This note is the second letter in the 104-days-of-summer-vacation series.
Dearest Reader,
It’s impressive to me that we live in a time where we can gather 200 (revolutionary-ish) people looking to start a new country in an already sovereign country, without getting suppressed or attacked in any form.
I’m talking about Zuzalu, a pop up city in Montenegro which brought together longevity advocates, web3 developers, artists, lawyers, community builders, and aspiring nation builders for two months of intentional co-living.
I first heard about Zuzalu super randomly through Gavin and some other friends who were extending invites with essentially the gist of “COME FOR THIS, we’re going to make a network state, it’s going to be FUN, we’ll figure it out as we go 🤪“. To which my normal response would’ve been “Heck yes”, but unfortunately my UCL degree and the associated exams did not concur.
Nevertheless, today, I went to watch the post-Zuzalu sharing meeting in Singapore and I’m super grateful to all the presenters who were there to make it happen - Amber, Gavin, Tom and Balaji. I want to just take some time to unpack and share some of the things I learnt during the session in this letter.

━━━━━━━━━━━━━━━━

- [SHORT TASK 1] According to the summer vacation letter, in which country was the pop-up city Zuzalu held?

(Region labeling items)
━━━━━━━━━━━━━━━━

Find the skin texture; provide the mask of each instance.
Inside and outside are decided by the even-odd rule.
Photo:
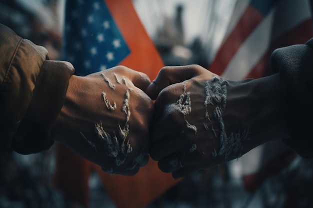
[[[150,83],[124,66],[72,76],[52,138],[104,171],[135,174],[148,159],[154,104],[142,90]]]
[[[222,91],[214,87],[216,79],[227,82],[226,105],[222,102],[206,105],[206,85],[216,89],[212,94]],[[162,171],[177,179],[238,158],[267,141],[288,138],[279,80],[278,74],[224,80],[196,65],[163,68],[146,90],[156,100],[151,157],[158,161]],[[182,95],[182,103],[188,101],[191,108],[188,114],[177,107]],[[218,107],[224,107],[218,116],[214,113]],[[187,123],[195,128],[188,128]],[[223,128],[226,137],[222,140]],[[220,151],[223,146],[230,147],[227,154]]]

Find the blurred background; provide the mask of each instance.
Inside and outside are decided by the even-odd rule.
[[[65,14],[68,12],[66,0],[0,0],[0,23],[10,27],[22,37],[46,47],[50,59],[66,60],[64,54],[66,51],[64,47],[68,45],[64,44],[66,32],[64,28],[67,25]],[[83,3],[84,1],[76,1]],[[260,2],[270,1],[252,0],[250,3],[259,8]],[[288,4],[287,1],[274,1],[278,7],[278,5]],[[292,14],[300,14],[299,22],[292,21],[290,24],[287,18],[279,18],[279,12],[277,11],[272,14],[275,18],[271,17],[272,23],[270,24],[268,30],[262,27],[263,26],[260,22],[262,20],[270,21],[266,12],[270,14],[270,8],[268,7],[268,10],[264,11],[264,7],[262,7],[264,9],[260,13],[262,15],[253,13],[254,11],[245,7],[250,2],[247,0],[133,0],[132,3],[164,65],[197,64],[216,73],[220,72],[221,69],[212,66],[218,65],[218,61],[225,60],[218,59],[220,57],[219,53],[232,52],[234,47],[231,45],[228,47],[230,45],[226,43],[244,45],[252,41],[244,34],[242,34],[241,39],[228,38],[234,32],[232,31],[234,31],[238,22],[246,22],[240,28],[242,30],[246,31],[244,27],[250,25],[246,22],[248,21],[242,20],[240,18],[242,16],[236,13],[248,15],[252,12],[254,17],[260,15],[251,30],[258,29],[258,25],[260,25],[260,29],[268,32],[270,35],[268,36],[272,40],[265,41],[268,45],[266,48],[256,46],[251,49],[245,48],[248,48],[246,53],[242,53],[244,55],[238,53],[238,56],[243,55],[240,64],[234,65],[236,67],[225,67],[226,69],[222,69],[222,72],[219,73],[232,78],[232,74],[228,72],[230,68],[244,68],[246,64],[242,60],[250,61],[252,59],[247,54],[254,55],[263,50],[262,53],[258,55],[258,59],[252,64],[249,62],[253,65],[250,68],[256,68],[255,71],[258,73],[246,71],[242,72],[244,74],[240,74],[243,75],[239,78],[234,76],[236,79],[258,78],[268,74],[267,62],[262,62],[262,68],[255,66],[259,66],[260,60],[268,59],[270,50],[278,46],[299,41],[299,43],[304,43],[313,36],[310,36],[310,32],[305,33],[307,36],[299,36],[291,31],[296,28],[298,34],[301,35],[304,33],[302,31],[307,31],[299,30],[300,27],[296,27],[298,25],[302,27],[305,26],[306,29],[310,31],[312,30],[311,1],[296,1],[297,5],[304,3],[304,5],[292,7],[284,15],[295,19]],[[268,3],[267,6],[270,4]],[[302,8],[306,8],[306,11]],[[304,13],[310,16],[304,16]],[[248,17],[247,19],[253,18]],[[300,21],[304,19],[306,24]],[[288,32],[280,33],[280,25],[290,24],[292,26],[286,30]],[[280,31],[276,32],[276,29]],[[277,39],[286,37],[288,33],[292,35],[285,38],[288,41],[282,43],[278,41],[281,44],[278,43]],[[256,41],[254,39],[254,42],[261,42],[262,45],[263,38],[266,39],[266,34],[262,33]],[[260,34],[260,32],[256,32],[256,34]],[[224,50],[223,45],[226,47]],[[237,47],[234,51],[242,52],[243,49],[240,50],[241,48]],[[230,64],[234,64],[236,60],[227,61]],[[76,68],[75,65],[74,66]],[[110,190],[103,185],[99,174],[96,172],[88,175],[86,187],[80,188],[85,189],[84,192],[88,193],[87,205],[80,203],[79,199],[69,197],[66,194],[68,190],[66,191],[62,186],[56,185],[56,171],[60,168],[56,160],[58,154],[56,146],[39,154],[22,155],[12,153],[0,158],[0,208],[120,207],[110,197]],[[80,171],[81,167],[78,168],[74,164],[68,165],[78,172]],[[153,189],[154,187],[150,188]],[[68,189],[71,191],[71,187]],[[313,208],[312,196],[313,160],[302,158],[281,141],[274,141],[255,148],[237,160],[200,171],[168,186],[166,191],[154,197],[153,200],[144,207]],[[141,197],[138,197],[140,199]],[[121,197],[120,200],[122,198]],[[127,207],[134,207],[130,205]]]

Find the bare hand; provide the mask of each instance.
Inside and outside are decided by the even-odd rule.
[[[118,66],[70,79],[54,138],[110,174],[132,175],[148,162],[152,100],[146,74]]]
[[[150,153],[160,169],[174,178],[186,176],[238,158],[271,139],[263,136],[264,129],[280,120],[260,125],[276,109],[272,101],[264,105],[254,91],[256,88],[252,87],[259,82],[226,80],[196,65],[162,68],[146,91],[156,99]]]

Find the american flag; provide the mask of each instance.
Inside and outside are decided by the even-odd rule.
[[[86,75],[118,65],[130,49],[103,0],[66,1],[64,59]]]
[[[238,0],[209,69],[233,80],[271,74],[274,49],[304,44],[313,37],[310,6],[308,0]],[[294,153],[281,142],[270,142],[234,164],[242,168],[240,174],[246,190],[254,192],[267,177],[288,167]]]

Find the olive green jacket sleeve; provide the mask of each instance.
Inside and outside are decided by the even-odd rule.
[[[48,149],[74,69],[43,67],[48,51],[0,24],[0,154]]]
[[[300,156],[313,158],[313,38],[276,49],[271,61],[274,72],[280,73],[291,136],[283,141]]]

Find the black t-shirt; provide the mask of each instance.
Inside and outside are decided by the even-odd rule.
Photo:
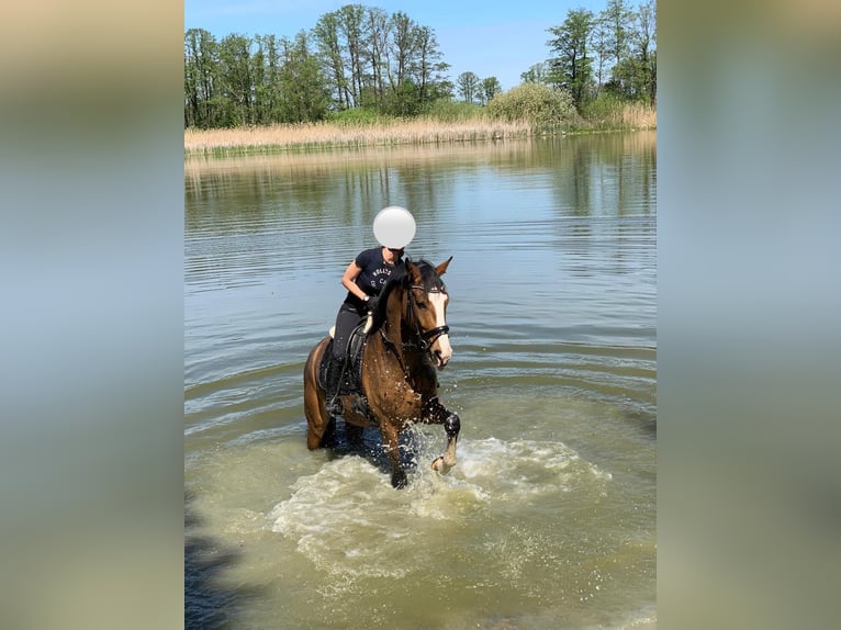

━━━━━━━━━━━━━━━━

- [SHORT TASK 2] Select every line of the records that contains the word "instance".

- [WRITTEN SOLUTION 1] Montenegro

- [WRITTEN SOLUTION 2]
Find the skin texture; provide the mask of each instance.
Find the blurred background; provide the mask of each instance.
Find the bare hand; provide the mask of each instance.
Find the american flag; provide the mask of each instance.
Find the olive green jacket sleeve; provide the mask of each instance.
Find the black t-shirt; provide the mask of each instance.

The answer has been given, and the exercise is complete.